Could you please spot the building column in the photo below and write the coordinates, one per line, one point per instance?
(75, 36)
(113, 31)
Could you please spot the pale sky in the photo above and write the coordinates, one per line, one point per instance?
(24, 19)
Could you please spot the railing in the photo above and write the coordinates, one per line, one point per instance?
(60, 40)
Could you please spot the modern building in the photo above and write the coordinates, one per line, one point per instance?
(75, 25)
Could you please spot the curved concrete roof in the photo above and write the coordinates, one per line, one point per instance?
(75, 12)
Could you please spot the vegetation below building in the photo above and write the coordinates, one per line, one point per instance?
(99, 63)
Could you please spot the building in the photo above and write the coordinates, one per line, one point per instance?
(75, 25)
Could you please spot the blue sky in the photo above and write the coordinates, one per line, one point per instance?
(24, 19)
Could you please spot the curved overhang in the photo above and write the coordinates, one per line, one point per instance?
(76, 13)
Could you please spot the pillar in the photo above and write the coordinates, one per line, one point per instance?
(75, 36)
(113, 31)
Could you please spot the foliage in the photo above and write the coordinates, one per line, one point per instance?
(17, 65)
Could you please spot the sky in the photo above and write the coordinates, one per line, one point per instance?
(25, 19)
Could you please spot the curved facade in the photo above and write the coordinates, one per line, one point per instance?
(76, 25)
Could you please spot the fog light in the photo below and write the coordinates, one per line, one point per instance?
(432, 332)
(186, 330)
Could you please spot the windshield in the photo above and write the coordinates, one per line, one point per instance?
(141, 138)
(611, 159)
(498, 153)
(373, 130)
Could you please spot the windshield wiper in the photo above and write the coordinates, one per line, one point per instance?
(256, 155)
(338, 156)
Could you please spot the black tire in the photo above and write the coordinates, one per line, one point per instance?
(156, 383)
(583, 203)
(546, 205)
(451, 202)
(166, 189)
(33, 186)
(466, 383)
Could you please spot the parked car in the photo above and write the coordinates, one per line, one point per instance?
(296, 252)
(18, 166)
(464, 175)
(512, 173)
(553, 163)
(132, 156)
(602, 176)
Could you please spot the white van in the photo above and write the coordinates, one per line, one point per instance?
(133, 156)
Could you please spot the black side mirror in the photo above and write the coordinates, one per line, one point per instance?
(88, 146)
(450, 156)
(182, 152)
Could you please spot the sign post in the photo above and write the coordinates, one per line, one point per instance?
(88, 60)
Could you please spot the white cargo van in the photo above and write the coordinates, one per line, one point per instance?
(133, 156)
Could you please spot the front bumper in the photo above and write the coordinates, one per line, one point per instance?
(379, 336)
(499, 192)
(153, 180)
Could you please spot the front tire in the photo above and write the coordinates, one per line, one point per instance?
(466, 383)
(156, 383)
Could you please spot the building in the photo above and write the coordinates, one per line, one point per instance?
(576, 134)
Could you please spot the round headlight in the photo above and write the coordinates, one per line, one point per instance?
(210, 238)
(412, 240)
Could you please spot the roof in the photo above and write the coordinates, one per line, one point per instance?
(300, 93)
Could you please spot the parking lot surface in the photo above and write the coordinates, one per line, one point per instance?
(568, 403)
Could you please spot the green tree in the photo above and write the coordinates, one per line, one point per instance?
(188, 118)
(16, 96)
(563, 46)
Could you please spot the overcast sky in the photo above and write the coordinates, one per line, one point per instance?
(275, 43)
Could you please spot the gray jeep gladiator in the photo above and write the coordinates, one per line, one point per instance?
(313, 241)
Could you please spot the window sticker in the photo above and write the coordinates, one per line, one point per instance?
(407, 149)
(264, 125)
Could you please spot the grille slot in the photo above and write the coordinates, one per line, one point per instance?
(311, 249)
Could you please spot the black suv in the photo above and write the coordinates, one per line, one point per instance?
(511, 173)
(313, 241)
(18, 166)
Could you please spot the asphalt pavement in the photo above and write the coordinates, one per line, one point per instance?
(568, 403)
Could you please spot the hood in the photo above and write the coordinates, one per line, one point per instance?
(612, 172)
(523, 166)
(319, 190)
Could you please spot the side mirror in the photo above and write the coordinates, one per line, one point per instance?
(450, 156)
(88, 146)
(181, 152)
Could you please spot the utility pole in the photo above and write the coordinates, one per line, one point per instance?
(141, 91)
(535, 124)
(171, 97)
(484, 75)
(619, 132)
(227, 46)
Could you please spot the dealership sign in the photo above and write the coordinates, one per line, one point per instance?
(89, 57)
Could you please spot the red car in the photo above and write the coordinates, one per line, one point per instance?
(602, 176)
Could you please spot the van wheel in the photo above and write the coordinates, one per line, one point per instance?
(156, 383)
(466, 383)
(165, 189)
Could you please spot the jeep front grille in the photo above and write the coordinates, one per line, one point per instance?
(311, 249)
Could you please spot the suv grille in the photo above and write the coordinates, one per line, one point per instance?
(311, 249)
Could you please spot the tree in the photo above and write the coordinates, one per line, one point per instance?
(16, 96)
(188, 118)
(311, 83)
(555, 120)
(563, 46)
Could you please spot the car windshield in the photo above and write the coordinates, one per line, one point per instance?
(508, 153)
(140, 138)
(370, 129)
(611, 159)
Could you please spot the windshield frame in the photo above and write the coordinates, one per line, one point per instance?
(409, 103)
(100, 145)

# TASK GOAL
From the first line to the last, please quote the material above exactly.

# ANSWER TO THE TASK
Could you please spot the building column in the photo below and write the coordinates, one per line, one point per instance?
(75, 36)
(113, 31)
Could you please spot the pale sky in the photo above and write the coordinates, one per line, one point per instance?
(24, 19)
Could you please spot the railing in the photo above and write the coordinates, one per line, one point per instance?
(60, 40)
Could you please spot the modern building in the photo above and write the coordinates, one per line, one point per instance?
(75, 25)
Could you please spot the curved concrete roof in the photo above and write the coordinates, one per line, one point per instance?
(75, 12)
Could you please spot the vegetation below building in the photo above and write the coordinates, one per line, one point per instance?
(99, 63)
Could you please spot the building in the photo above and write the coordinates, one per line, one point per instance?
(75, 25)
Could you please spot the blue sky in the photo above and write the coordinates, one per line, one point per instance?
(24, 19)
Could you please spot the curved overhang in the photo above and write the coordinates, one per line, one point per instance?
(76, 13)
Could you please spot the pillar in the photo above and write the coordinates, one per line, one point per instance?
(75, 36)
(113, 31)
Could you please spot the foliage in the photo above and write the coordinates, one per line, one point per instance?
(17, 65)
Could you please spot the sky in the photo above and write the coordinates, one per line, one point per instance?
(25, 19)
Could you please spot the curved facade in the photo above and write the coordinates, one per line, one point per instance?
(76, 25)
Could you please spot the fog light in the photo below and write the coordinates, one per line, one point per instance?
(432, 332)
(186, 330)
Could you please spot the windshield in the photo above and write the coordinates, one per line, one point per instance?
(141, 138)
(611, 159)
(498, 153)
(373, 130)
Could you please spot the windshield wiper in the photo above and write the coordinates, one per line, one point per instance?
(256, 155)
(338, 156)
Could you please spot the black tire in the photo above and write the coordinates, one per line, one point per instance?
(156, 383)
(583, 203)
(546, 205)
(451, 202)
(166, 189)
(33, 186)
(466, 383)
Could you please spot the parked car in the photo above and write the coordinates, one per line, one point per instance?
(296, 252)
(18, 166)
(464, 175)
(512, 173)
(553, 163)
(132, 156)
(602, 176)
Could you please spot the white van in the photo above and write the coordinates, one per line, one point per instance?
(133, 156)
Could you please spot the black side mirror in the photo above and write the coordinates, one per line, one point per instance?
(88, 146)
(450, 156)
(182, 152)
Could you please spot the sign post in the photo above and write the coordinates, one per line, one point per instance?
(88, 60)
Could you please spot the white cargo van in the photo above and write the coordinates, one per line, one point per instance?
(133, 156)
Could you please spot the front bumper in the photo above and write the coordinates, one per line, one point per instance?
(379, 336)
(499, 192)
(153, 180)
Could you please spot the front tire in the photo above and write the coordinates, one per line, one point per instance?
(466, 383)
(156, 383)
Could you please spot the building in the photo above and write the coordinates, one per line, one point per instance?
(576, 134)
Could you please spot the round headlight in the photo above and write the coordinates, one per line, one point per instance?
(210, 238)
(412, 240)
Could you please spot the roof in the photo above and write the coordinates, one per line, one point per instance?
(300, 93)
Could you please spot the parking lot surface in the photo above and write the coordinates, one per line, one point per instance?
(568, 403)
Could you please spot the green tree in the photo above and write the coordinates, one per line, one point per instance?
(188, 118)
(16, 96)
(563, 46)
Could you please spot the overcast sky in the photo above and write the coordinates, one per line, one point per instance?
(275, 43)
Could you please spot the gray jeep gladiator in the photo above and write the coordinates, one per line, one point per instance?
(313, 241)
Could you please spot the window sticker in the photo above and write the coordinates, one per line, one point per instance?
(407, 149)
(264, 125)
Could you please spot the grille slot in the photo above and write the coordinates, one per line, one point per instance?
(311, 249)
Could you please spot the black suv in the photo above and write the coordinates, one per line, one point per instance?
(511, 173)
(313, 241)
(18, 166)
Could you please spot the asphalt pavement in the photo above and write the coordinates, one per line, one point per instance?
(568, 403)
Could you please spot the hood in the photo above and write the coordinates, one per line, one point per instance?
(612, 172)
(523, 166)
(319, 190)
Could you please spot the side mirror in the photo above and write the coordinates, one per line, one point per instance?
(450, 156)
(88, 146)
(181, 152)
Could you please spot the utility pole in the photo above and write the coordinates, one per line, one point per instance?
(141, 91)
(535, 124)
(171, 97)
(484, 75)
(619, 132)
(227, 46)
Could you please spot the dealership sign in the photo above and write the coordinates, one per line, one point per instance?
(89, 57)
Could you please spot the red car in the photo above and write the coordinates, one per line, one point per instance?
(602, 176)
Could you please spot the van wheel in the photo above and write the coordinates, one per line, one point per instance?
(156, 383)
(466, 383)
(165, 189)
Could you please spot the jeep front grille in the photo above and write the coordinates, one per line, one point per instance?
(311, 249)
Could you please spot the suv grille in the photo above and write the coordinates, one per line, one point per instance?
(311, 249)
Could you please spot the tree in the photo above and write the coordinates, one per line, one point per instance?
(16, 96)
(188, 118)
(311, 83)
(555, 120)
(563, 46)
Could you please spot the car windshield in the photo above and write the coordinates, one per line, one point per instance?
(508, 153)
(140, 138)
(370, 129)
(611, 159)
Could you please spot the windshield frame in the photo above and write the coordinates, one per line, one point per instance?
(409, 103)
(100, 145)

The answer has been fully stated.